STATED EXERCISE: Can you output every line of the data below verbatim, with nothing added, dropped, or altered?

━━━━━━━━━━━━━━━━━━━━

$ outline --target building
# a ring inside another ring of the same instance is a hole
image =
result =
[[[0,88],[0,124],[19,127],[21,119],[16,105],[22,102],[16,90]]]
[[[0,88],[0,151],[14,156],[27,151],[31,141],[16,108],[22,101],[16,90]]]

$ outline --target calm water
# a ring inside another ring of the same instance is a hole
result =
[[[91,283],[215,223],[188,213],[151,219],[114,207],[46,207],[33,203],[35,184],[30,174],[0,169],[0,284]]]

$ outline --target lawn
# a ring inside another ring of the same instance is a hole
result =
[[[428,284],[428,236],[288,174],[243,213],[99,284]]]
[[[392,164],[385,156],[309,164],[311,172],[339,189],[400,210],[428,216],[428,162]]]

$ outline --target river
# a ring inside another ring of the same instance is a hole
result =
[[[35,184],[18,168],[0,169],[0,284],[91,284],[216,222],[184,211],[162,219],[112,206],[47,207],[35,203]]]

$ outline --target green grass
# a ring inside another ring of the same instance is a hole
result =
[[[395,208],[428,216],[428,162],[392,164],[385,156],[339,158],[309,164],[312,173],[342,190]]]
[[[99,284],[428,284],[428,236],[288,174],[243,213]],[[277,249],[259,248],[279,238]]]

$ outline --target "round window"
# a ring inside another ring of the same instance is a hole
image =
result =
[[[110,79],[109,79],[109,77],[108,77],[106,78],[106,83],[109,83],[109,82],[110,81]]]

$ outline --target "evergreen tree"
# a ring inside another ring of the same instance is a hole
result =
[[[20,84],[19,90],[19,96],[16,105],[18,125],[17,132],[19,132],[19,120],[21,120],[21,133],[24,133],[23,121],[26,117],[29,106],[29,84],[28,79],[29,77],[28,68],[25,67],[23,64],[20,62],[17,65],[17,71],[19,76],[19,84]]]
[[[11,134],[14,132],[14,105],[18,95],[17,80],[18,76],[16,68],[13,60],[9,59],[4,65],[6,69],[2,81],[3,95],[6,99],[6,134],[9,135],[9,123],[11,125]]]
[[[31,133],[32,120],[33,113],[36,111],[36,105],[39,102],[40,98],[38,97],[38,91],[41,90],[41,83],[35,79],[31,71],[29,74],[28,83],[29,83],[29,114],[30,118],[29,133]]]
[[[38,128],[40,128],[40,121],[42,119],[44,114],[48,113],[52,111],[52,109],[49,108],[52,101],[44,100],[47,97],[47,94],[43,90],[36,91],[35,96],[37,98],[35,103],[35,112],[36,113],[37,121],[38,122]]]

━━━━━━━━━━━━━━━━━━━━

OUTPUT FOR THIS TASK:
$ outline --target building
# a ring inside another ring of the same instance is a hole
image =
result =
[[[0,88],[0,124],[19,127],[21,119],[16,105],[22,102],[16,90]]]
[[[0,88],[0,151],[14,156],[27,151],[31,141],[16,108],[22,101],[16,90]]]

$ outline --target calm water
# a ring inside another ring of the same instance is a hole
result =
[[[91,283],[215,223],[188,213],[151,219],[114,207],[46,207],[33,203],[35,184],[30,174],[0,169],[0,284]]]

$ outline --target lawn
# a ring inside another ring of the same instance is a hole
result =
[[[428,284],[428,236],[288,174],[243,213],[99,284]]]
[[[392,164],[385,156],[309,164],[311,172],[339,189],[400,210],[428,216],[428,162]]]

$ outline --target river
# a ring inside another ring of the same instance is a hole
result =
[[[35,184],[18,168],[0,169],[0,284],[91,284],[216,222],[184,211],[162,219],[112,206],[47,207],[35,203]]]

$ outline --target green grass
# a ring inside another ring of the same instance is a hole
result =
[[[395,208],[428,216],[428,162],[392,164],[385,156],[339,158],[309,164],[312,173],[342,190]]]
[[[99,284],[428,284],[428,236],[288,174],[243,213]],[[277,249],[259,248],[279,238]]]

$ outline --target "round window"
# a ring inside another ring of the same instance is a hole
image =
result =
[[[110,79],[109,79],[109,77],[108,77],[106,78],[106,83],[109,83],[109,82],[110,81]]]

$ outline --target "evergreen tree"
# a ring inside another ring of the same instance is a hole
result =
[[[20,84],[19,90],[19,96],[16,105],[18,125],[17,132],[19,132],[19,120],[21,120],[21,133],[24,133],[23,121],[26,117],[29,106],[29,84],[28,79],[29,77],[28,68],[25,67],[23,64],[20,62],[17,65],[17,71],[19,76],[19,84]]]
[[[11,134],[14,132],[14,105],[18,95],[17,80],[18,76],[16,68],[13,60],[9,59],[4,65],[6,69],[2,81],[3,95],[6,99],[6,134],[9,135],[9,123],[11,125]]]
[[[31,133],[32,120],[33,113],[36,111],[36,105],[39,102],[40,98],[38,97],[38,91],[41,90],[41,83],[35,79],[31,71],[29,74],[28,83],[29,83],[29,114],[30,118],[29,133]]]
[[[38,128],[40,128],[40,121],[42,119],[44,114],[48,113],[52,111],[52,109],[49,108],[52,101],[44,100],[47,97],[47,94],[43,90],[36,91],[35,96],[37,98],[35,103],[35,112],[36,113],[37,121],[38,122]]]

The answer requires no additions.